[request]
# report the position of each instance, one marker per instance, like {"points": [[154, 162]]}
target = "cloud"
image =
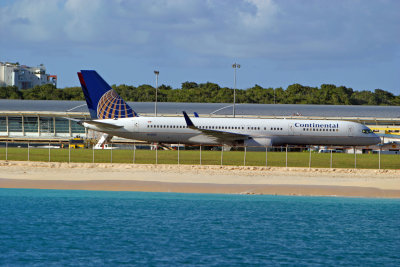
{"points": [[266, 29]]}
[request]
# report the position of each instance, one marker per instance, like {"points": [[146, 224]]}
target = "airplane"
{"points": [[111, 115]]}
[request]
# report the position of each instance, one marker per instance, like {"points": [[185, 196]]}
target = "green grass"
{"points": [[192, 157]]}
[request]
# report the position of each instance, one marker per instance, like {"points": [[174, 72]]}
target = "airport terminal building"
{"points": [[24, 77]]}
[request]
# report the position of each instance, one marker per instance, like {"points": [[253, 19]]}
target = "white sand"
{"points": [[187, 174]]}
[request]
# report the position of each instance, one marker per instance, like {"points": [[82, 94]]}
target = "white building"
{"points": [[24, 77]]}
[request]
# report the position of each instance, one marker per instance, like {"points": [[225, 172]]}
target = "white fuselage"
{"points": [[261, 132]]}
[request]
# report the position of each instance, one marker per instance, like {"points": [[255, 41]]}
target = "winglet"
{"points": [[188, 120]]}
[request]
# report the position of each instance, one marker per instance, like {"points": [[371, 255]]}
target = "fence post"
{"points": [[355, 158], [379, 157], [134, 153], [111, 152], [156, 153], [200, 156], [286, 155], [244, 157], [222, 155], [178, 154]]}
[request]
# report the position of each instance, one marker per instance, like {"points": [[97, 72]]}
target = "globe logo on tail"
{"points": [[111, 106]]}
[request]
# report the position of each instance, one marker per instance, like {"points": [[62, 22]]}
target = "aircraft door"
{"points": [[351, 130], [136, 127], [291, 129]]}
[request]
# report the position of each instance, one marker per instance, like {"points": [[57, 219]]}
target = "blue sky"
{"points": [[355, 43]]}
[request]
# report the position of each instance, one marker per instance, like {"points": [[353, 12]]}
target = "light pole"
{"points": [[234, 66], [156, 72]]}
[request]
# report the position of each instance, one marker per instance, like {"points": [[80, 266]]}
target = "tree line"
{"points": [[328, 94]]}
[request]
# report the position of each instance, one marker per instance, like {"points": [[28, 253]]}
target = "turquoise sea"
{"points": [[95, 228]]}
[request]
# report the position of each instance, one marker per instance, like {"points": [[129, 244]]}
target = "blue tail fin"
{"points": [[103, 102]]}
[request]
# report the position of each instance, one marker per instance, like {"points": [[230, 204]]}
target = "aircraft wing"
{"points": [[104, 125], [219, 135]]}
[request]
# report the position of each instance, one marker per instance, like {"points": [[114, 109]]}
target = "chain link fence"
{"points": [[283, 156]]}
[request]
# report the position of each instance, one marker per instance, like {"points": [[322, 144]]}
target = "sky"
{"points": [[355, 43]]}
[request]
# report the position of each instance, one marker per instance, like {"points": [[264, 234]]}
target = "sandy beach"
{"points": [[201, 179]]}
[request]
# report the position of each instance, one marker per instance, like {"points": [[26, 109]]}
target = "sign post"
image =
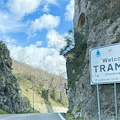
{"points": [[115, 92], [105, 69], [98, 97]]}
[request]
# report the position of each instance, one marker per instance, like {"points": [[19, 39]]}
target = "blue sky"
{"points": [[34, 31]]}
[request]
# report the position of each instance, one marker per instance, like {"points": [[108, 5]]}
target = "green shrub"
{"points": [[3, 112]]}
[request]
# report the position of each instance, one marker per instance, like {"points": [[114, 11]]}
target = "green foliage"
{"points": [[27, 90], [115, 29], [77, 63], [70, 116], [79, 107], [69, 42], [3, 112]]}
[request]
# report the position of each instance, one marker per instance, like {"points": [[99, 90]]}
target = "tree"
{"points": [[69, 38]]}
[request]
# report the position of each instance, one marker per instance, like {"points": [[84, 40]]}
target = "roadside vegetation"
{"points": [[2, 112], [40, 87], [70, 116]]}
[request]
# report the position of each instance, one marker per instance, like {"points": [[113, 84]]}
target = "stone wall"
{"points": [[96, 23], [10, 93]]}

· · · ·

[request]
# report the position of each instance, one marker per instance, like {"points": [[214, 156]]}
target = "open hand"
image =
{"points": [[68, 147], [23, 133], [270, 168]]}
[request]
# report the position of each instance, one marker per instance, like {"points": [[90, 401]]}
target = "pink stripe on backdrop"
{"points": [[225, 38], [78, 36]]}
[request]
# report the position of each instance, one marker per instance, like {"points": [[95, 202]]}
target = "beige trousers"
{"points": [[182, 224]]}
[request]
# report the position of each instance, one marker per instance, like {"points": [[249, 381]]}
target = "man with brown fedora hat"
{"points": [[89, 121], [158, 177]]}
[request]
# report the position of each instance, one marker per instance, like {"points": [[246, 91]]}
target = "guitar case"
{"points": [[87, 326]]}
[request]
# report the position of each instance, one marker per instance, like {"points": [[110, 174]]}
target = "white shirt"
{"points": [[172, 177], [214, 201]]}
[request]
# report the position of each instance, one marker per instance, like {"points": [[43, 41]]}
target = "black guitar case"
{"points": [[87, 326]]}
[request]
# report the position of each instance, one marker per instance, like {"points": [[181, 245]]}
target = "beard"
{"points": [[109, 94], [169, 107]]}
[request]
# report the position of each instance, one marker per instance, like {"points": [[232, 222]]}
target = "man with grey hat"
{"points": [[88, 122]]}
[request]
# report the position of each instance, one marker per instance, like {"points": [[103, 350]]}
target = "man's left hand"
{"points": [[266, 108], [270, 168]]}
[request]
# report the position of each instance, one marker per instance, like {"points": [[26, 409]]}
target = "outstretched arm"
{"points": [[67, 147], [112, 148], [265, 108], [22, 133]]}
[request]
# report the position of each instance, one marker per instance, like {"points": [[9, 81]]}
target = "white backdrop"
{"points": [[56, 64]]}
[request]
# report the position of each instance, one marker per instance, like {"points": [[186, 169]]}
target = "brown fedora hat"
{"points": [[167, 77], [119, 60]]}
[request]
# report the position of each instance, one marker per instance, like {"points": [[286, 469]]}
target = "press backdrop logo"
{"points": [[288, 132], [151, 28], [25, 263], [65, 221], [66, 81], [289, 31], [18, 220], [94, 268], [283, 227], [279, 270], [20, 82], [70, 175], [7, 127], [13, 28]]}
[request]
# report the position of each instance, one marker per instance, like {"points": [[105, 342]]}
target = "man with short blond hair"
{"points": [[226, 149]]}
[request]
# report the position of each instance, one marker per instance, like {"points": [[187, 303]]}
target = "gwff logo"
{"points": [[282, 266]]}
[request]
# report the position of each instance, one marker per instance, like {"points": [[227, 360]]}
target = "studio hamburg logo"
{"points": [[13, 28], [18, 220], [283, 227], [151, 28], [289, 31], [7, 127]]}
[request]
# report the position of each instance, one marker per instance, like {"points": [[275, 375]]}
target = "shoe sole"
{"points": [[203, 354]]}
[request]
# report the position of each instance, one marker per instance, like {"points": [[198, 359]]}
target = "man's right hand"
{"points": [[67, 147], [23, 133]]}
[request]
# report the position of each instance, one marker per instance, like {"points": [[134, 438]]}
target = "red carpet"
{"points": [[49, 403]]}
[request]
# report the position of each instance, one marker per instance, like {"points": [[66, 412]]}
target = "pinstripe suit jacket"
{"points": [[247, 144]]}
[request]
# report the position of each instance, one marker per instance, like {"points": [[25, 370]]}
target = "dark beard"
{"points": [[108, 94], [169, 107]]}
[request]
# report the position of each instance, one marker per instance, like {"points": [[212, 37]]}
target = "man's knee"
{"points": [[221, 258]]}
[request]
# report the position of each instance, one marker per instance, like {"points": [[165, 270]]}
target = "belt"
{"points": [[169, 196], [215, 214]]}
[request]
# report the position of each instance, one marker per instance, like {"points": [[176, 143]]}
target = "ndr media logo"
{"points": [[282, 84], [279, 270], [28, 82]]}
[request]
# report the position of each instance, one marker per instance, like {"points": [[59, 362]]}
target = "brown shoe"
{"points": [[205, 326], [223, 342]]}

· · · ·

▸ **AUFGABE**
Ermittle bitte jede Zeile der Datensätze, in der die Zeichenfolge „fedora“ vorkommt, wobei Groß- und Kleinschreibung zu beachten ist.

▸ **LÖSUNG**
target = "man with brown fedora hat"
target = "brown fedora hat"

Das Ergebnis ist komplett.